▶ _DO THIS_
Update the records, starting at the line that contains "Drop one dot on each instance of the tripod leg" and ending at the last line of the records, so that "Target" becomes "Object" and everything else stays unchanged. Return only those updated lines.
## start PROVIDED DATA
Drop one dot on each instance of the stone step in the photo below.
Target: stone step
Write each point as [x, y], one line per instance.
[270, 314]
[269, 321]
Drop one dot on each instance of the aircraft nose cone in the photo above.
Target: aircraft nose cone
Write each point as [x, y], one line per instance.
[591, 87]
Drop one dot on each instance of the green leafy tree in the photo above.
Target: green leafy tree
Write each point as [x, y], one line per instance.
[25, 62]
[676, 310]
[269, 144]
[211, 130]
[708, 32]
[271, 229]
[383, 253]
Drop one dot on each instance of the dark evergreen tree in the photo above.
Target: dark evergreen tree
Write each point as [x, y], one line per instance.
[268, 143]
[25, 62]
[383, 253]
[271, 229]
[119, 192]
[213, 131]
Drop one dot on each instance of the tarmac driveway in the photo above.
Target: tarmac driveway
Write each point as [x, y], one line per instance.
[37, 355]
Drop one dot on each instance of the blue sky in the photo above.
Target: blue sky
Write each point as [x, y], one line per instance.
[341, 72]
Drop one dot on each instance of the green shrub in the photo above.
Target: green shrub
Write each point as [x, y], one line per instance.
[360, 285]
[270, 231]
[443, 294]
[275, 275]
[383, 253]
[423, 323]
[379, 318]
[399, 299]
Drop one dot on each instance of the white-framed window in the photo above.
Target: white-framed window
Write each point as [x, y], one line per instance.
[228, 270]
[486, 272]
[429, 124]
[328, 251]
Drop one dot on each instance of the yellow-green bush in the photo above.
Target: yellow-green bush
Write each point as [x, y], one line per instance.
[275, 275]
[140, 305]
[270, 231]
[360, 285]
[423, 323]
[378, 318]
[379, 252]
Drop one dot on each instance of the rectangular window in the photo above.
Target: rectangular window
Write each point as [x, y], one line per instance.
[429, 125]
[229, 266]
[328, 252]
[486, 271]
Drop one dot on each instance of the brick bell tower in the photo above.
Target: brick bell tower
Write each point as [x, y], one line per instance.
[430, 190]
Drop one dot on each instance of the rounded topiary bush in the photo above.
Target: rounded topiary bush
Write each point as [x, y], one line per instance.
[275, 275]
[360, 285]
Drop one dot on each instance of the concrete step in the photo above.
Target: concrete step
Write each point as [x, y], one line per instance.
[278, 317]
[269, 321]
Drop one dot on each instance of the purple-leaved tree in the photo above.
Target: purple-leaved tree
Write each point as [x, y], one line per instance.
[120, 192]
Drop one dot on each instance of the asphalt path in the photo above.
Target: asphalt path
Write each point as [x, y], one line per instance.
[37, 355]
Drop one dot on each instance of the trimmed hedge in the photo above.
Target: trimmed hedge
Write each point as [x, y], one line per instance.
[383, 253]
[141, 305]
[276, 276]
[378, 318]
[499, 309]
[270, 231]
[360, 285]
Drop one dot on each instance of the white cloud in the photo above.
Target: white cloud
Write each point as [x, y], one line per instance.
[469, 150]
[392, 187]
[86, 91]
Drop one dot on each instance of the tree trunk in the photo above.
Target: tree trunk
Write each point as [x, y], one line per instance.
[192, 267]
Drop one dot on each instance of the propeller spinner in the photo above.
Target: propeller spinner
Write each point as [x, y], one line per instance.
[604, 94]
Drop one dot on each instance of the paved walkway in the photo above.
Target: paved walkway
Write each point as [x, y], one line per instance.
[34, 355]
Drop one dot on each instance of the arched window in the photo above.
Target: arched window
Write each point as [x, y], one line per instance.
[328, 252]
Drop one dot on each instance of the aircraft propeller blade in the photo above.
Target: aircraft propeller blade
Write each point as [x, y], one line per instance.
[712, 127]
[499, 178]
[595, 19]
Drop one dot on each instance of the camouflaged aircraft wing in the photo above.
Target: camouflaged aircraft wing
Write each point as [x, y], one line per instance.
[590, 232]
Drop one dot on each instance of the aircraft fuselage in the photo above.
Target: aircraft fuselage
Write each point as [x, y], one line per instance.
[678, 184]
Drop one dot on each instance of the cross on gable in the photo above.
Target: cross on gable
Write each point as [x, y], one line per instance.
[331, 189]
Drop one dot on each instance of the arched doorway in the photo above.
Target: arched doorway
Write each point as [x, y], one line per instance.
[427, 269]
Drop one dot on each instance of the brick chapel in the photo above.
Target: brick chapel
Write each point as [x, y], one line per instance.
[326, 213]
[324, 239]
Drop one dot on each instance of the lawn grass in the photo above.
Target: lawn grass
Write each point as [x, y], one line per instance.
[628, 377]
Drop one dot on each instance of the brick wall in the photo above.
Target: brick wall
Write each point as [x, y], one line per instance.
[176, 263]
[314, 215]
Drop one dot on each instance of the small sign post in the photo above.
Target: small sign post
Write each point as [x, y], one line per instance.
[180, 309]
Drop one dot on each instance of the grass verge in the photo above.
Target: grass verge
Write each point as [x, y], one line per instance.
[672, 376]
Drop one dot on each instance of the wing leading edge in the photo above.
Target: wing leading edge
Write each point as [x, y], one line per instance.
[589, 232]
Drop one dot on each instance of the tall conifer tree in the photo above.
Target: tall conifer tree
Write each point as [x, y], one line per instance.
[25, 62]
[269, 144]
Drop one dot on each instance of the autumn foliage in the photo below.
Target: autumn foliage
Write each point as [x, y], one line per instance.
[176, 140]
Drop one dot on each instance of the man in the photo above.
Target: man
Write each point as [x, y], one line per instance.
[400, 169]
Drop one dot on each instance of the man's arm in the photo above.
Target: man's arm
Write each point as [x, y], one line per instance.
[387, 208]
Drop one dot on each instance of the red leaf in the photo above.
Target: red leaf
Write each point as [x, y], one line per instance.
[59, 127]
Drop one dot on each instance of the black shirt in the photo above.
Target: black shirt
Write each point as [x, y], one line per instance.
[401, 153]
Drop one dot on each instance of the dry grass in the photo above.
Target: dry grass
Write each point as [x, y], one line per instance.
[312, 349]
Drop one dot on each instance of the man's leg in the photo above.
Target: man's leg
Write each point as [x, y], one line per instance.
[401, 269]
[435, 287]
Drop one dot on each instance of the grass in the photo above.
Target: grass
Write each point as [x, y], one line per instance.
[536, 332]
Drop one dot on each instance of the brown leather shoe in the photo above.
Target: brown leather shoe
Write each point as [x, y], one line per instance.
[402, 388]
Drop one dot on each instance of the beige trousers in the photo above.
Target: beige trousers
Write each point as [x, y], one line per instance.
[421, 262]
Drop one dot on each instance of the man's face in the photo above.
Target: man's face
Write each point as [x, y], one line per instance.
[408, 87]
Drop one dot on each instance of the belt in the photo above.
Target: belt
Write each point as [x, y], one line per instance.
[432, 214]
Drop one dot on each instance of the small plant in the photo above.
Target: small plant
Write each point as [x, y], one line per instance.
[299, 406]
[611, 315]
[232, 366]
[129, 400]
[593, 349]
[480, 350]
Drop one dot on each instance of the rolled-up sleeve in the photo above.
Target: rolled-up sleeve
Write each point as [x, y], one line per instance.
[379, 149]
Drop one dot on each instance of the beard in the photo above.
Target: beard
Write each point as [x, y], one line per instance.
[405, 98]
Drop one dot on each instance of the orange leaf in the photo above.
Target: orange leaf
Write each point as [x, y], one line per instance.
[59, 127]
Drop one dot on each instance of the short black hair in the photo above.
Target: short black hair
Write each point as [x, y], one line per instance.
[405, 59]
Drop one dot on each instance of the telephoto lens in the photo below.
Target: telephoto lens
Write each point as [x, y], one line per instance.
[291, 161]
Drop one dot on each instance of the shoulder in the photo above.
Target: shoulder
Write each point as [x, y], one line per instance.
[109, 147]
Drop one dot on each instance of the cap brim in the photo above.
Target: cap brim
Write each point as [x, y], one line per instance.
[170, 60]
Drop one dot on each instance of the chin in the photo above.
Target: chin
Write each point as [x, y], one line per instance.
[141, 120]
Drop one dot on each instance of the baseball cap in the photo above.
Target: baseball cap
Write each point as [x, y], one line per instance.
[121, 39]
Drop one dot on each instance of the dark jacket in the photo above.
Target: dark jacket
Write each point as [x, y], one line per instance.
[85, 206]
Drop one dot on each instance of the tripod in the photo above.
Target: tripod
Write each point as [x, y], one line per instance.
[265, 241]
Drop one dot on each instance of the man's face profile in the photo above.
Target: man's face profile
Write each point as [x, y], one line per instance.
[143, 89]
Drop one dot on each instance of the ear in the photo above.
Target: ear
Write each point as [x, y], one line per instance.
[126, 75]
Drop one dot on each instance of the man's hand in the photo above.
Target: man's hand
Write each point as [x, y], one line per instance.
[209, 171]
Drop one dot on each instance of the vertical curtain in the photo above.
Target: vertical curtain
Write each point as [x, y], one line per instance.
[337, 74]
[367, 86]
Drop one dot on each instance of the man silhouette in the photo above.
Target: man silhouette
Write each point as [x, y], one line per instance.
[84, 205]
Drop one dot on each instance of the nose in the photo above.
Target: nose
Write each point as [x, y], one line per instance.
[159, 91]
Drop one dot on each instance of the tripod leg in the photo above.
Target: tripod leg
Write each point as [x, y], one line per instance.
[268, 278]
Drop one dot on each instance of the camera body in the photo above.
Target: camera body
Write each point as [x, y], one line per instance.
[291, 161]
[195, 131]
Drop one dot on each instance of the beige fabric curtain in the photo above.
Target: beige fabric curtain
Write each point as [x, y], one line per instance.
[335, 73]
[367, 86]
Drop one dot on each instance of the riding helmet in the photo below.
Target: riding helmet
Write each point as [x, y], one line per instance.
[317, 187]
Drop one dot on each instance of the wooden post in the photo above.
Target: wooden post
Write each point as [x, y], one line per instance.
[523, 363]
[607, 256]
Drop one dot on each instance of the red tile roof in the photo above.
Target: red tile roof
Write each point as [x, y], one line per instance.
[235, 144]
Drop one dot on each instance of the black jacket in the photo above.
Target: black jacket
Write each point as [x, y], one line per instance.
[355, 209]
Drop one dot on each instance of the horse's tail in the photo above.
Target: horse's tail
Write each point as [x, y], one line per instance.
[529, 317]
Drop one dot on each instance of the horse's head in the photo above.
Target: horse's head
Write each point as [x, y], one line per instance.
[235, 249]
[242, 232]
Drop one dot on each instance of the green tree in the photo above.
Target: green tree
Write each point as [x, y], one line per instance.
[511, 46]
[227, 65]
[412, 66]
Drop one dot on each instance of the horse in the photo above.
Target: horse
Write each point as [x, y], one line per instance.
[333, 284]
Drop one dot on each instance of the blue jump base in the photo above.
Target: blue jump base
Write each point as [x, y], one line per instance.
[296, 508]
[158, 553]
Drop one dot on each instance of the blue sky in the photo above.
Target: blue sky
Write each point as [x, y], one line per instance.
## end PROVIDED DATA
▶ _SOLUTION BELOW_
Drop one dot on each instance of the tripod leg in the photo above.
Object: tripod leg
Write each point as [x, y], one line per instance.
[268, 278]
Drop one dot on each instance of the camera body in the photo above.
Object: camera body
Write each point as [x, y], one line per instance.
[291, 161]
[195, 131]
Drop one dot on each instance of the beige fabric curtain in the photo above.
Object: beige fabric curtain
Write each point as [x, y], one line per instance.
[335, 73]
[367, 86]
Drop one dot on each instance of the riding helmet in the photo below.
Object: riding helmet
Write each point as [x, y], one line per instance.
[317, 187]
Drop one dot on each instance of the wooden post in the photo above.
Object: wooden post
Write each point as [x, y], one line per instance.
[523, 363]
[607, 256]
Drop one dot on each instance of the red tile roof in the photo above.
Object: red tile roof
Write each point as [x, y], one line per instance.
[235, 144]
Drop one dot on each instance of the black jacket in the photo above.
Object: black jacket
Write each point as [x, y], one line per instance.
[355, 209]
Drop one dot on each instance of the horse's tail in the photo above.
Object: horse's tail
Write each point as [x, y], one line per instance.
[529, 317]
Drop one dot on each instance of the horse's head in the photo above.
Object: horse's head
Write each point as [x, y], one line per instance.
[235, 249]
[242, 232]
Drop one dot on each instance of the green tree in the photo above.
Object: green tree
Write each point as [x, y], one line per instance.
[511, 46]
[227, 65]
[412, 66]
Drop one dot on each instance of the horse in the photo above.
Object: horse
Write each point as [x, y], one line per instance.
[333, 284]
Drop one dot on each instance of the blue jump base in the photo above.
Object: blue jump base
Write each point as [x, y], one line per instance.
[296, 508]
[158, 553]
Drop one dot on each instance of the blue sky in the photo above.
Object: blue sky
Write each point as [x, y], one line per instance.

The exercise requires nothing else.